> [作業要件]
1. 参議院廃止を論題とするディベート試合の講評にある「世間がプロ野球のオールスター戦と参院選の話題で持ちきりとなる中、こちら BMもオールスター戦&参議院の存続是非論で盛り上がりを魅せる。」という一文を英語に訳してください。
2. 参議院廃止をめぐるディベート試合の講評について、最後の文の後に来る部分を書き継いでください。

> [本文ブロック]

講評

講評

論題

BMサマースラム2004 -離- 第2試合
「日本政府は、参議院を廃止すべし」

講評:中西夏雄

肯定側:奥山真・井上晋
否定側:太田龍樹・久保田浩
【試合結果】:否定側勝利
ジャッジ総数16名
肯定側 66.84P(4票) 否定側 77.24P(12票)

世間がプロ野球のオールスター戦と参院選の話題で持ちきりとなる中、こちら BMもオールスター戦&参議院の存続是非論で盛り上がりを魅せる。
BMディベートキングがディベートマニアⅢ以来の復帰で、№2のナイトと対峙すれば、ディベートマニアⅣ出場の「木星の蛍」の2人が、それぞれの陣営に分かれて真剣(マジ)でぶつかりあう。 早く試合が観たい!

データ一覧
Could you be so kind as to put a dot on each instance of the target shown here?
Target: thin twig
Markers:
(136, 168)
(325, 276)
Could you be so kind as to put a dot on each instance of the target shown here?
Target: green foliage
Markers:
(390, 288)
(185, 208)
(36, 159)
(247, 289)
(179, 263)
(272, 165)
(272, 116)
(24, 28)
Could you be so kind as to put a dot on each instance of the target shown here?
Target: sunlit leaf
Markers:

...

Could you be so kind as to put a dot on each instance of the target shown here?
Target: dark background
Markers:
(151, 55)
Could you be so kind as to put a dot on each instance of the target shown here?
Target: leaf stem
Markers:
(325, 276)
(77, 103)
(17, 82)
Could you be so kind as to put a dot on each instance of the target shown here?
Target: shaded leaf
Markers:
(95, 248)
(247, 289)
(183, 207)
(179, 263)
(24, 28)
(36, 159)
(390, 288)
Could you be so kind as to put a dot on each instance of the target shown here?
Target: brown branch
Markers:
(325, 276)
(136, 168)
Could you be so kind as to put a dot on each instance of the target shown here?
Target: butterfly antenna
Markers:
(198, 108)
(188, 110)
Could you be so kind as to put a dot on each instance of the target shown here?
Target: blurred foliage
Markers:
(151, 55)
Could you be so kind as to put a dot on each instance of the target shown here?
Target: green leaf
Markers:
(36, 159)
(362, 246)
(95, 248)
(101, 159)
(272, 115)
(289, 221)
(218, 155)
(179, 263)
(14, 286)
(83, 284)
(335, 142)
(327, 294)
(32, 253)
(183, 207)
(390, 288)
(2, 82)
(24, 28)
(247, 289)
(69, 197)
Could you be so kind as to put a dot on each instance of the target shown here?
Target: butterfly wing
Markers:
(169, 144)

> [課題別の回答]
1. While the public is caught up in talk of the professional baseball All-Star Game and the upper house election, here at BM an all-star match and a debate over whether to keep the House of Councillors are also putting on an exciting show.

2.
試合全体について
肯定側は、議会としての参議院の機能不全をあげ、機能不全でコストがかかっているのなら廃止してしまおうという論に対し、否定側は、いや参議院は機能している、それに代議制民主主義の日本において、民意を示す選挙、議会の存在意義はコストをかけてでも残すべきとの論を掲げる。
2大争点として、一つは、参議院は機能しているのか、していないのか、もう 一つは民意を反映できるのか、できないのかという部分に集約されていく。 特に参議院の機能については、「チェック」という機能である。
肯定側は、「チェック」となる審議の時間があまりにも少ないことや、衆議院の構成とほぼ同じである参議院は、同じ立場、同じ観点で、チェックが働かない事、さらには、参議院の政党化、党議拘束に縛られた議員にチェック能力はないと説いてゆく。民意の反映にいたっては、議席数次第での発言権を上げ、少数派には質問時間すら与えられない、この現状で民意が反映できるのか?と疑問を投げかける。

それに対し否定側は、6年の任期、224人という人数は、異なる視点であり、十分チェック機能と成り得る。また民意の反映については、翌日に控えた参議院選を引合いに出し、廃止するということは、明日の民意表明の機会が失われることと訴える。

果たしてどちらが正しいのか!?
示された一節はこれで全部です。